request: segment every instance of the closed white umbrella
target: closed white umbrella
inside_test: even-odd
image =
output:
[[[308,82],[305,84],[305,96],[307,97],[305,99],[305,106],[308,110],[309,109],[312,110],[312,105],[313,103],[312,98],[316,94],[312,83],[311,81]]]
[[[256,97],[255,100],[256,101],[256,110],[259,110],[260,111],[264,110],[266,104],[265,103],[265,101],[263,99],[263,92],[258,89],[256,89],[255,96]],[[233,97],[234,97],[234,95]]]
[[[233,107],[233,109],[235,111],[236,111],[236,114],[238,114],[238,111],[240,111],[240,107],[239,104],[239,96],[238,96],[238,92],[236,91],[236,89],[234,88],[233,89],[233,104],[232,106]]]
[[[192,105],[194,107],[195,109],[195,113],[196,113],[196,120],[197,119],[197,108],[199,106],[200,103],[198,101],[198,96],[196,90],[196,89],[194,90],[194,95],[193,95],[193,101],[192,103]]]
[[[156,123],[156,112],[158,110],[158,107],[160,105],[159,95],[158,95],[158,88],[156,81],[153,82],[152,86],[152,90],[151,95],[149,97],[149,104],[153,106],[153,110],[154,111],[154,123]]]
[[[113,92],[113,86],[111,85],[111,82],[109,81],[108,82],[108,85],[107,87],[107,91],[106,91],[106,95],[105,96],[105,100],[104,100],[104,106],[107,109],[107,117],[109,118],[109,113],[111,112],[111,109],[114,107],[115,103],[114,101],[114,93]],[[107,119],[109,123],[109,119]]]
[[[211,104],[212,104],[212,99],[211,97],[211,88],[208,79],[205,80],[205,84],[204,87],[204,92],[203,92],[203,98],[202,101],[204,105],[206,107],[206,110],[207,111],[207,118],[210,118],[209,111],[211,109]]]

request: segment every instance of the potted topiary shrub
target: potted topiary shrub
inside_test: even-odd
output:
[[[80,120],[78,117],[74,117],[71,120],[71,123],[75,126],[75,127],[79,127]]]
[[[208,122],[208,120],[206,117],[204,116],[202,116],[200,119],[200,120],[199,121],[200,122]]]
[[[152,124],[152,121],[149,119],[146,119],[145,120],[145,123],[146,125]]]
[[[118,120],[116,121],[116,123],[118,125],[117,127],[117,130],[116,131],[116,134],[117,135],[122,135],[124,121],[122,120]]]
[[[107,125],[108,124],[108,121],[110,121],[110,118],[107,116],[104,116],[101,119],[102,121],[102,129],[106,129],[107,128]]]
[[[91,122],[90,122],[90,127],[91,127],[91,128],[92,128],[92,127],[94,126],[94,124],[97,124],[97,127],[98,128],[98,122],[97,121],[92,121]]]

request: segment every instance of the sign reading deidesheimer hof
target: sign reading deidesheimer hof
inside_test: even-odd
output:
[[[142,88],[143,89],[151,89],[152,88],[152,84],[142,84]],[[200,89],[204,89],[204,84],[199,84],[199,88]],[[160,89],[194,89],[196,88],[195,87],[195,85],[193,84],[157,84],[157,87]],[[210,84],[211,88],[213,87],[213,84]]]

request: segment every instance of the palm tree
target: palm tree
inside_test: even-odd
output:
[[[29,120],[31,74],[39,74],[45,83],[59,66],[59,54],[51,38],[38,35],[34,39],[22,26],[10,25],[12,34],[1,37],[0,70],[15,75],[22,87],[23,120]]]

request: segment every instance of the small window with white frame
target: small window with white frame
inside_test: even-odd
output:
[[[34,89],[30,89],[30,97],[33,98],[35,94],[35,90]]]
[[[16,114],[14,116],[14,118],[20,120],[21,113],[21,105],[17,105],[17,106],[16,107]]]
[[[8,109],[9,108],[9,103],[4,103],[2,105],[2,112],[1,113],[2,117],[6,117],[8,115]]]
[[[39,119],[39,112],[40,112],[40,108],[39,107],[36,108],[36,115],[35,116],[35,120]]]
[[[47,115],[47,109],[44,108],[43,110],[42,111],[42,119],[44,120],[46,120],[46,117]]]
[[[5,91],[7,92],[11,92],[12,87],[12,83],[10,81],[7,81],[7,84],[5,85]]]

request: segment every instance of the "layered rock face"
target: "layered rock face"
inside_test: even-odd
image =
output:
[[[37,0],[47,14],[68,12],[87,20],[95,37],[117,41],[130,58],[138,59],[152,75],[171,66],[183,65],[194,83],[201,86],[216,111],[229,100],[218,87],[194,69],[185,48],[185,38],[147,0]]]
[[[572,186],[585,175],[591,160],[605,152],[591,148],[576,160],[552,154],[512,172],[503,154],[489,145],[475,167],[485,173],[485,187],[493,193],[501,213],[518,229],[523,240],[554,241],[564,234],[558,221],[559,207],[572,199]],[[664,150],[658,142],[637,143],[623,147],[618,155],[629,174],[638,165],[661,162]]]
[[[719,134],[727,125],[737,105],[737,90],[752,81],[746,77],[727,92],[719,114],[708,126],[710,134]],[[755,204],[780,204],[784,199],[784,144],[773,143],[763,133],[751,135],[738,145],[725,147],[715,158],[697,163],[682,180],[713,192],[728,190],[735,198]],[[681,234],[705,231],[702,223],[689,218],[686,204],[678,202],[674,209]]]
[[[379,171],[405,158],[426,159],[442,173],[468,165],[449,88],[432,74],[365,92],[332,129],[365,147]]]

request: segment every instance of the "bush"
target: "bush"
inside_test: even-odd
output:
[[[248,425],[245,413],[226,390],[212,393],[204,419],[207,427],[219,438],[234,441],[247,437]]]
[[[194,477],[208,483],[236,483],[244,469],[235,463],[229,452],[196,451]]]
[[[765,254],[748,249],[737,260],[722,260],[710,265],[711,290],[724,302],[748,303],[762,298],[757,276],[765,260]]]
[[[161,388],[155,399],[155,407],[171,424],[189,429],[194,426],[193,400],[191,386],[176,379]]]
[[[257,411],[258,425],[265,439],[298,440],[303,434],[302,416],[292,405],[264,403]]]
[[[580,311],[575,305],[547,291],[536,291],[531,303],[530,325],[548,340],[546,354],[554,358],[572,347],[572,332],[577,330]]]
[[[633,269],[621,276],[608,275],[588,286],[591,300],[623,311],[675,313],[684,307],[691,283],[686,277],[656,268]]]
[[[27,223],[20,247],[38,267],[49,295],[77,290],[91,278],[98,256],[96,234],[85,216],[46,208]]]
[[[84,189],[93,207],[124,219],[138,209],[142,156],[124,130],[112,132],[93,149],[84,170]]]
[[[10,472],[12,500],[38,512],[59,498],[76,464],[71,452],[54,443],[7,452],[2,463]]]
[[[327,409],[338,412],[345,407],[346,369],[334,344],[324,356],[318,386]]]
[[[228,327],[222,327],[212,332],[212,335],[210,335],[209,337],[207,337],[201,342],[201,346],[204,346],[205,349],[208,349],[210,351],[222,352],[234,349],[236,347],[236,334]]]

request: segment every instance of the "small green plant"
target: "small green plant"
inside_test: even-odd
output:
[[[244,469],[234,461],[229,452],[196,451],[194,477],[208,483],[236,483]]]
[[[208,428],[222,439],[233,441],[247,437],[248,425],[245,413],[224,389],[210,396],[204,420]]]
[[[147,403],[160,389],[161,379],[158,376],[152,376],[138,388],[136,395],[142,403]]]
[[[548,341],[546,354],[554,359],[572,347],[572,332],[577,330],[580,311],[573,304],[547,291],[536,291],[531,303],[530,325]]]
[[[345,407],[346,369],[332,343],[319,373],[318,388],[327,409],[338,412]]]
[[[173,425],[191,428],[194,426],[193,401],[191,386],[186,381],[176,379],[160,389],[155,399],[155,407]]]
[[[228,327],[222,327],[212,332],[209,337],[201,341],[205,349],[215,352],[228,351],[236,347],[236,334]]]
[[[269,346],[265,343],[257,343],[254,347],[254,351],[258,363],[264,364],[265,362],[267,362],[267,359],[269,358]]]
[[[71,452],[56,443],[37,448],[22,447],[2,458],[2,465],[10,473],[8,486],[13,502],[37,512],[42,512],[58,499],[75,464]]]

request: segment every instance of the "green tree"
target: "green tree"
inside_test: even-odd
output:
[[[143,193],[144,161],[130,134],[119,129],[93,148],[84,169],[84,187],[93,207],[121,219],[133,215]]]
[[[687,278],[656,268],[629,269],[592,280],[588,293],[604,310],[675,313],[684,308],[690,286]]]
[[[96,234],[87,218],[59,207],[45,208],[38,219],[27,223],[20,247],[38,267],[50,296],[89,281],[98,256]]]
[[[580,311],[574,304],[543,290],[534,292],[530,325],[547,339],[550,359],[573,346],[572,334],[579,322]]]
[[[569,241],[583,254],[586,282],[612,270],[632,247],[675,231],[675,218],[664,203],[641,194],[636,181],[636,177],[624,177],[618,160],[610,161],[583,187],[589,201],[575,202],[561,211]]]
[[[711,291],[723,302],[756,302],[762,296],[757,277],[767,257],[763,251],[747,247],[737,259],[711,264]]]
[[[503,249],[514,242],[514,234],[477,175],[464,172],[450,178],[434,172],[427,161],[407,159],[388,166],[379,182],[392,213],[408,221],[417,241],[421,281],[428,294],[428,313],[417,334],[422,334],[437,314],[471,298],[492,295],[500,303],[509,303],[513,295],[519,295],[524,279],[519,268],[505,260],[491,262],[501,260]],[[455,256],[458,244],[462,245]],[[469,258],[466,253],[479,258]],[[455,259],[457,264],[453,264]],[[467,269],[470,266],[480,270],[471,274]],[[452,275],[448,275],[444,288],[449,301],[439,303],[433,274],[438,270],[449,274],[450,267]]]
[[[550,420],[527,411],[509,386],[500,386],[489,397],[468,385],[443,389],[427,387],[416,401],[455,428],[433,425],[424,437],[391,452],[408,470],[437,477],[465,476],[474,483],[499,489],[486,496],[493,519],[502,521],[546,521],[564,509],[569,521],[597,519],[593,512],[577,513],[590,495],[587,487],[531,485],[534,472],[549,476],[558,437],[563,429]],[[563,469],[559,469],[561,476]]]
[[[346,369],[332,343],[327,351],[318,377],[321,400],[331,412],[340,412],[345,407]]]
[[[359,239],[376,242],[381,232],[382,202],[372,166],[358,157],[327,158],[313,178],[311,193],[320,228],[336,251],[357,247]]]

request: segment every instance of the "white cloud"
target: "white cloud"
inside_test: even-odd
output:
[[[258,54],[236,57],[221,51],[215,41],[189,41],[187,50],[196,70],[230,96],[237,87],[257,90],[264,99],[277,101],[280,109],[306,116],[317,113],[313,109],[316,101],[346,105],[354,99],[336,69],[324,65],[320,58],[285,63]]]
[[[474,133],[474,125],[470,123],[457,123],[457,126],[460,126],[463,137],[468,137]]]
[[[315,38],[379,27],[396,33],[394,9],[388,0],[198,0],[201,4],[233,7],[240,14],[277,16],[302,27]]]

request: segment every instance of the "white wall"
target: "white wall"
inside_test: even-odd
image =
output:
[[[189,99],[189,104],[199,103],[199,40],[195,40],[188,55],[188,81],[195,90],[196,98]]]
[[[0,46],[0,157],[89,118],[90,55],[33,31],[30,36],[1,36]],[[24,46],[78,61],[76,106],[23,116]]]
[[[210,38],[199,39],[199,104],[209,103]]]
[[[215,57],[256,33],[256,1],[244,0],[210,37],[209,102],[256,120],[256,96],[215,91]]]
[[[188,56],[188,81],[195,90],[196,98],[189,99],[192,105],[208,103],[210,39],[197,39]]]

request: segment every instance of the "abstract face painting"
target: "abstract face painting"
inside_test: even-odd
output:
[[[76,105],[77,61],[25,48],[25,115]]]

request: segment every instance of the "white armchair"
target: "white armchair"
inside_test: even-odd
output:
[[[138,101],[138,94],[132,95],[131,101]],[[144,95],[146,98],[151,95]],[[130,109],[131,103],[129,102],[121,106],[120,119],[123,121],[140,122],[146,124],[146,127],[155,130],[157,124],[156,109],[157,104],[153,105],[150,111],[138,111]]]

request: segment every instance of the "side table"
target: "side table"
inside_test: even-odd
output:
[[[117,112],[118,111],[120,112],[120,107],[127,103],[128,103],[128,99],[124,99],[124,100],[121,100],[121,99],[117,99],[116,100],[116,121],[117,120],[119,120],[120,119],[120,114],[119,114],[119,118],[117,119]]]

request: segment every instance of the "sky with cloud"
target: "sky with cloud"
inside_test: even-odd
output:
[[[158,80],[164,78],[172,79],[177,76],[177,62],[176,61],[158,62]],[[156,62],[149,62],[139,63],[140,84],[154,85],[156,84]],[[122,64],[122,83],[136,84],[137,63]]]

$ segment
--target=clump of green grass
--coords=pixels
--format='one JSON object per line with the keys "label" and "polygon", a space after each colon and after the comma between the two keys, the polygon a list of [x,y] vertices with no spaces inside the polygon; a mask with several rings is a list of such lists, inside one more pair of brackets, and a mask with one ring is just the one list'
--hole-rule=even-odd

Objective: Locate every line in the records that contains the word "plant", and copy each of those lines.

Solution to this task:
request: segment every instance of the "small green plant"
target: "small green plant"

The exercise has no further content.